EXERCISE DETAILS: Repeat each record below exactly as given.

*** Opening EXERCISE MATERIAL ***

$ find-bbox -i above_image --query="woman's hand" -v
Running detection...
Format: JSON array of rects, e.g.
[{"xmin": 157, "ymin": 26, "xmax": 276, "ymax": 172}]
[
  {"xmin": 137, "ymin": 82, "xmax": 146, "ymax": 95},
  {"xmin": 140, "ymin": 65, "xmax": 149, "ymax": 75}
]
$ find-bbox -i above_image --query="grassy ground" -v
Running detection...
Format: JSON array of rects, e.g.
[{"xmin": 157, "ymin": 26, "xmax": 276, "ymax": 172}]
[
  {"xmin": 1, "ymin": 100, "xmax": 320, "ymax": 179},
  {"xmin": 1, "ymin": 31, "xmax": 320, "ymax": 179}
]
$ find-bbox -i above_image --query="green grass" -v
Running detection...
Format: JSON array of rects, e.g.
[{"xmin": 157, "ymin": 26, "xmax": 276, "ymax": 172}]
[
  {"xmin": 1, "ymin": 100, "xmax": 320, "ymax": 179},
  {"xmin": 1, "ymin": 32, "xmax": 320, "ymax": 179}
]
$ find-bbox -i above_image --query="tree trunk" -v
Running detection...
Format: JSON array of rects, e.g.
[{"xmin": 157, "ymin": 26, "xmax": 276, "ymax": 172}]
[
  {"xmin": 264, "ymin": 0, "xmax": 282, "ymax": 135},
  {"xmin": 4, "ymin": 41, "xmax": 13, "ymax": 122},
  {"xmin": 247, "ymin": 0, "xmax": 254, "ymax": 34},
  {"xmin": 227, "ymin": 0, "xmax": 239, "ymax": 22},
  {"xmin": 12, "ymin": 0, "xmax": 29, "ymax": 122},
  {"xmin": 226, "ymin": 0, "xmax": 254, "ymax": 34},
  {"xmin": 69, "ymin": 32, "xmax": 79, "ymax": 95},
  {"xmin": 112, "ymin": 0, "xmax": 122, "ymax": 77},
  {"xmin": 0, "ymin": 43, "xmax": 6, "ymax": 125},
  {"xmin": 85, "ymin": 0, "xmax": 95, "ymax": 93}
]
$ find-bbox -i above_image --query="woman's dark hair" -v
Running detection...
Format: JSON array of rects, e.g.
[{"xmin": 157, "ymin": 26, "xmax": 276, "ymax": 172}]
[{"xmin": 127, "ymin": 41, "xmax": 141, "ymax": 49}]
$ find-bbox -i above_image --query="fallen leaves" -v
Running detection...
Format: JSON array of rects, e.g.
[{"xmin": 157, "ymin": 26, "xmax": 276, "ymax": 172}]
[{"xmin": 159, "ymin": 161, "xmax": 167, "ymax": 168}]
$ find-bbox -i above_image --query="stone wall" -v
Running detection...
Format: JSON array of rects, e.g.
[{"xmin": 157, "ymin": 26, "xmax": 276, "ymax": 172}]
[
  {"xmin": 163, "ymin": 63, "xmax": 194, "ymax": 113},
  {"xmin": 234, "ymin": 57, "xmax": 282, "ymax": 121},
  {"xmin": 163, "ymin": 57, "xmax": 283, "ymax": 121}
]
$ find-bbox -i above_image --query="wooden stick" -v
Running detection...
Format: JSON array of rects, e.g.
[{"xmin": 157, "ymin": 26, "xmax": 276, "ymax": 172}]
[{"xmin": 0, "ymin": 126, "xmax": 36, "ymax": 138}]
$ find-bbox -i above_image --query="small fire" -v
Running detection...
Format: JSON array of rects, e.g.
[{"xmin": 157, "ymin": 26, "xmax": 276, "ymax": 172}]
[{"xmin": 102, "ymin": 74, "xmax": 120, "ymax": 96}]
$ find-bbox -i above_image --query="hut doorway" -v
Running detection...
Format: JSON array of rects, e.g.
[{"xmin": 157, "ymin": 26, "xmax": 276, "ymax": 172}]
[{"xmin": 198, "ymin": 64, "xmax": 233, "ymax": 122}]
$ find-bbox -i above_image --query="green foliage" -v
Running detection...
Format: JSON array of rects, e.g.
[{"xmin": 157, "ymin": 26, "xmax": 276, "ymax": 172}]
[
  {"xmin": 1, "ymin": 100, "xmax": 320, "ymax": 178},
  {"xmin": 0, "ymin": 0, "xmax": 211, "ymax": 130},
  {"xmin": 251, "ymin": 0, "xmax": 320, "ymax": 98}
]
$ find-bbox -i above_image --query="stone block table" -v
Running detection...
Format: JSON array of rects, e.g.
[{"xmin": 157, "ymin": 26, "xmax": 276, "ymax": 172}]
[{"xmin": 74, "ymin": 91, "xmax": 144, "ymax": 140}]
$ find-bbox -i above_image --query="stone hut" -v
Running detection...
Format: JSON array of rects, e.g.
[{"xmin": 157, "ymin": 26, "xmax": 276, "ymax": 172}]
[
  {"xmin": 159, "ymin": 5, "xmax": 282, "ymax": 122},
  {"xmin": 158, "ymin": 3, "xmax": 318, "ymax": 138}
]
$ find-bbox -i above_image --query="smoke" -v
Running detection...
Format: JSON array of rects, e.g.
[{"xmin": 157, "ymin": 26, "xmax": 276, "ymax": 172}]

*** Closing EXERCISE MATERIAL ***

WRITTEN SOLUTION:
$ find-bbox -i above_image --query="woman's hand" -v
Running detection...
Format: JSON array of rects, e.g.
[{"xmin": 157, "ymin": 26, "xmax": 276, "ymax": 172}]
[
  {"xmin": 137, "ymin": 82, "xmax": 146, "ymax": 95},
  {"xmin": 140, "ymin": 65, "xmax": 149, "ymax": 75}
]
$ find-bbox -i above_image --query="grassy ground" -v
Running detection...
Format: JSON array of rects, e.g.
[{"xmin": 157, "ymin": 26, "xmax": 276, "ymax": 172}]
[
  {"xmin": 1, "ymin": 100, "xmax": 320, "ymax": 179},
  {"xmin": 1, "ymin": 31, "xmax": 320, "ymax": 179}
]
$ find-bbox -i above_image --query="green grass" -v
Running detection...
Format: JSON array of rects, e.g.
[{"xmin": 157, "ymin": 26, "xmax": 276, "ymax": 172}]
[
  {"xmin": 1, "ymin": 100, "xmax": 320, "ymax": 179},
  {"xmin": 1, "ymin": 32, "xmax": 320, "ymax": 179}
]
$ find-bbox -i above_image --query="tree trunk" -v
Running detection...
Format: JSON array of rects, e.g.
[{"xmin": 157, "ymin": 26, "xmax": 276, "ymax": 172}]
[
  {"xmin": 264, "ymin": 0, "xmax": 282, "ymax": 135},
  {"xmin": 4, "ymin": 41, "xmax": 13, "ymax": 122},
  {"xmin": 247, "ymin": 0, "xmax": 254, "ymax": 34},
  {"xmin": 227, "ymin": 0, "xmax": 239, "ymax": 22},
  {"xmin": 12, "ymin": 0, "xmax": 29, "ymax": 122},
  {"xmin": 226, "ymin": 0, "xmax": 254, "ymax": 34},
  {"xmin": 69, "ymin": 32, "xmax": 79, "ymax": 95},
  {"xmin": 112, "ymin": 0, "xmax": 122, "ymax": 77},
  {"xmin": 0, "ymin": 43, "xmax": 6, "ymax": 125},
  {"xmin": 85, "ymin": 0, "xmax": 95, "ymax": 93}
]
$ find-bbox -i above_image --query="woman's dark hair" -v
Running detection...
Format: JSON array of rects, e.g.
[{"xmin": 157, "ymin": 26, "xmax": 276, "ymax": 172}]
[{"xmin": 127, "ymin": 41, "xmax": 141, "ymax": 49}]
$ find-bbox -i above_image --query="fallen leaves" -v
Running detection...
Format: JSON array of rects, e.g.
[{"xmin": 157, "ymin": 26, "xmax": 276, "ymax": 172}]
[{"xmin": 159, "ymin": 161, "xmax": 167, "ymax": 168}]
$ find-bbox -i above_image --query="stone wall" -v
Running detection...
Format: JSON array of rects, e.g.
[{"xmin": 157, "ymin": 26, "xmax": 276, "ymax": 172}]
[
  {"xmin": 163, "ymin": 63, "xmax": 194, "ymax": 113},
  {"xmin": 234, "ymin": 57, "xmax": 282, "ymax": 121},
  {"xmin": 163, "ymin": 57, "xmax": 283, "ymax": 121}
]
$ find-bbox -i above_image --query="wooden stick" -v
Running detection...
Format: JSON array of rects, e.g.
[{"xmin": 157, "ymin": 26, "xmax": 276, "ymax": 172}]
[{"xmin": 0, "ymin": 126, "xmax": 36, "ymax": 138}]
$ find-bbox -i above_image --query="small fire" -v
Running detection...
Format: JSON array of rects, e.g.
[{"xmin": 157, "ymin": 26, "xmax": 276, "ymax": 172}]
[{"xmin": 102, "ymin": 74, "xmax": 120, "ymax": 96}]
$ find-bbox -i above_image --query="hut doorway" -v
Running detection...
Format: JSON array of rects, e.g.
[{"xmin": 157, "ymin": 26, "xmax": 276, "ymax": 172}]
[{"xmin": 198, "ymin": 64, "xmax": 233, "ymax": 122}]
$ find-bbox -i above_image --query="green foliage" -v
Running detection...
Format: JSON array of rects, e.g.
[{"xmin": 157, "ymin": 26, "xmax": 276, "ymax": 172}]
[
  {"xmin": 1, "ymin": 100, "xmax": 320, "ymax": 178},
  {"xmin": 0, "ymin": 0, "xmax": 211, "ymax": 130},
  {"xmin": 251, "ymin": 0, "xmax": 320, "ymax": 98}
]
$ find-bbox -i above_image --query="stone block table" -v
Running detection...
Format: JSON array of rects, e.g.
[{"xmin": 157, "ymin": 26, "xmax": 276, "ymax": 172}]
[{"xmin": 74, "ymin": 91, "xmax": 144, "ymax": 140}]
$ find-bbox -i above_image --query="stone hut" -v
Running detection...
Format: JSON array of rects, e.g.
[{"xmin": 157, "ymin": 26, "xmax": 276, "ymax": 172}]
[
  {"xmin": 159, "ymin": 5, "xmax": 282, "ymax": 122},
  {"xmin": 158, "ymin": 3, "xmax": 318, "ymax": 138}
]
$ find-bbox -i above_image --query="smoke" -v
Running detection...
Format: JSON array of rects, e.g.
[{"xmin": 157, "ymin": 26, "xmax": 276, "ymax": 172}]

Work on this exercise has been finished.